1. The Coyote attaches an arrowhead to the end of his nose and shoots himself from a bow at the passing Road Runner, but instead spears through the trunk of a saguaro cactus, which breaks out of the ground and falls over a cliff.

2. Wile then loads himself into a slingshot and cuts the string as the Road Runner dashes ahead of him, but nothing happens. He ducks out of the slingshot and puts his head into it to peer at the "faulty" string, but then it activates and pitches the Coyote onto the stone ground 10 feet away.

3. The Coyote lies in wait for the Road Runner to come around a turn and lights a cannon fuse, but instead of firing the cannonball, the entire cannon, with Wile on board, is fired backwards into a mountain wall. When Wile steps out of the cannon, it fires another ball into his face.

4. He then attempts to use a stone "wrecking ball" attached to a tree to hit the Road Runner, but instead hits the trunk of the tree, which hammers him into the rock he is standing on.

5. Next, Wile simply rolls the ball down a hill out into the road, but it pitches up a stone serac and right back on top of its owner.

6. Wile covers a narrow canyon floor with Acme GREASE, but once again, a truck just happens to be approaching. He tries to run across the grease, but fails and is run over. The Road Runner easily glides over it, so he attempts to follow. However, each attempt moves him forward a negligible amount of distance until he finally collapses in the grease.

7. The Road Runner is then seen zipping to one end of a cliff and beeping at the Coyote on the other end, who attempts to swing over the canyon but only smacks into a plateau just underneath him.

8. Wile leaves out birdseed while he climbs to the top of the cliff and prepares his trap. The Road Runner zips up and munches down, while the Coyote lowers a dynamite stick on the end of a fishing line. Instead of blowing up the Road Runner, the flame travels up the line and back to the TNT box, which explodes on the Coyote.

9. He then creates a tar-and-feather machine based on his readings of How To Tar And Feather A Road Runner: 10th printing, and successfully tests it on a small cactus. Wile hides in a thin crevice with the machine pointed towards the road that the Road Runner traverses. Unfortunately, just as Wile E. activates the machine, the emitters are spun around by the Road Runner's speed resulting in them attacking their owner, and the Road Runner, as if it were the simplest thing in the world (which it is), holds up a sign at the Coyote saying: ROAD-RUNNERS ALREADY HAVE FEATHERS!

▶ _Data extract_
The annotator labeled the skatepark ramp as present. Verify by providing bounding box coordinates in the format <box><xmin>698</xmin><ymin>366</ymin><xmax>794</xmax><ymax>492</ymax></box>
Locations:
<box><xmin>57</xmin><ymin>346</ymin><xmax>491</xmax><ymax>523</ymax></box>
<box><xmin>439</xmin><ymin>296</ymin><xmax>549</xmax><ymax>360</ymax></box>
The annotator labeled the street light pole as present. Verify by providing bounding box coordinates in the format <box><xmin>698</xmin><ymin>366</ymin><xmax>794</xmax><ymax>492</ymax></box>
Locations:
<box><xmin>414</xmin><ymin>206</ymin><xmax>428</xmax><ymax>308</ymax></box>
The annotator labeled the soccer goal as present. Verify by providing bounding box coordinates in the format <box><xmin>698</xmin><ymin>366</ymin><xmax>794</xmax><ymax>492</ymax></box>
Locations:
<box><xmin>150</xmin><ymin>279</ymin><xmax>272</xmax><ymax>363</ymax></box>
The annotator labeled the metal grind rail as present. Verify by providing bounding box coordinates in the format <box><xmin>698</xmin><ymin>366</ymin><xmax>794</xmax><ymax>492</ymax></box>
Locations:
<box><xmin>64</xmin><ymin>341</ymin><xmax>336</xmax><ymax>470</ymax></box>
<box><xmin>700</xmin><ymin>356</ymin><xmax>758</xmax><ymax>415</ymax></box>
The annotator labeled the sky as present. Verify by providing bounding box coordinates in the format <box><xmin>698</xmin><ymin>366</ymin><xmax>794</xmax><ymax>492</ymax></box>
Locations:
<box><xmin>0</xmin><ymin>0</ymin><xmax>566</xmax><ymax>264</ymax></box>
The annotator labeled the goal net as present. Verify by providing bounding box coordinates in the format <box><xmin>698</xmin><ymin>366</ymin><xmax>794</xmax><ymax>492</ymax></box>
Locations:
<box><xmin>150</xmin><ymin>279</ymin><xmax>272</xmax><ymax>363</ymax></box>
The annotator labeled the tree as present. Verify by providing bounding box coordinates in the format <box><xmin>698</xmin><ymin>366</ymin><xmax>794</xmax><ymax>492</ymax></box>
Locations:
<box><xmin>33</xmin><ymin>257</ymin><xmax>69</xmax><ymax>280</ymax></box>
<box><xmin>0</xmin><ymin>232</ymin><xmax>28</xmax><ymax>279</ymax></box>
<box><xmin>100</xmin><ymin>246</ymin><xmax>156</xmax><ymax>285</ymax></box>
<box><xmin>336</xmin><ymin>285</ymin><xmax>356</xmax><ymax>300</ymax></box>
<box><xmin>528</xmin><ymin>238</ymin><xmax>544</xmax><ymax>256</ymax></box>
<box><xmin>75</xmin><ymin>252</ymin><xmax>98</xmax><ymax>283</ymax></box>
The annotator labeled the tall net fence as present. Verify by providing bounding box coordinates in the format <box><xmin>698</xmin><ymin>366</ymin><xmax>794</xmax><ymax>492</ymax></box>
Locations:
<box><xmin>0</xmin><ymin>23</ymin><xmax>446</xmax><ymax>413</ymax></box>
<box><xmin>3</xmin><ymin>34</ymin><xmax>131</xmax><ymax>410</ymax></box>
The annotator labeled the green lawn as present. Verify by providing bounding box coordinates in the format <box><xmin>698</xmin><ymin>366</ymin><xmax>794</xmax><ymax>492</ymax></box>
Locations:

▶ _Check your understanding_
1 – In the Road Runner gag list, what does the Coyote spread over the narrow canyon floor?
2 – Reproduce the Road Runner gag list starting with "2. Wile then" and going on through "into his face.".
3 – List every name the Road Runner gag list uses for the Coyote.

▶ _Answers to the tasks_
1 – Acme GREASE

2 –
2. Wile then loads himself into a slingshot and cuts the string as the Road Runner dashes ahead of him, but nothing happens. He ducks out of the slingshot and puts his head into it to peer at the "faulty" string, but then it activates and pitches the Coyote onto the stone ground 10 feet away.

3. The Coyote lies in wait for the Road Runner to come around a turn and lights a cannon fuse, but instead of firing the cannonball, the entire cannon, with Wile on board, is fired backwards into a mountain wall. When Wile steps out of the cannon, it fires another ball into his face.

3 – the Coyote, Wile, Wile E.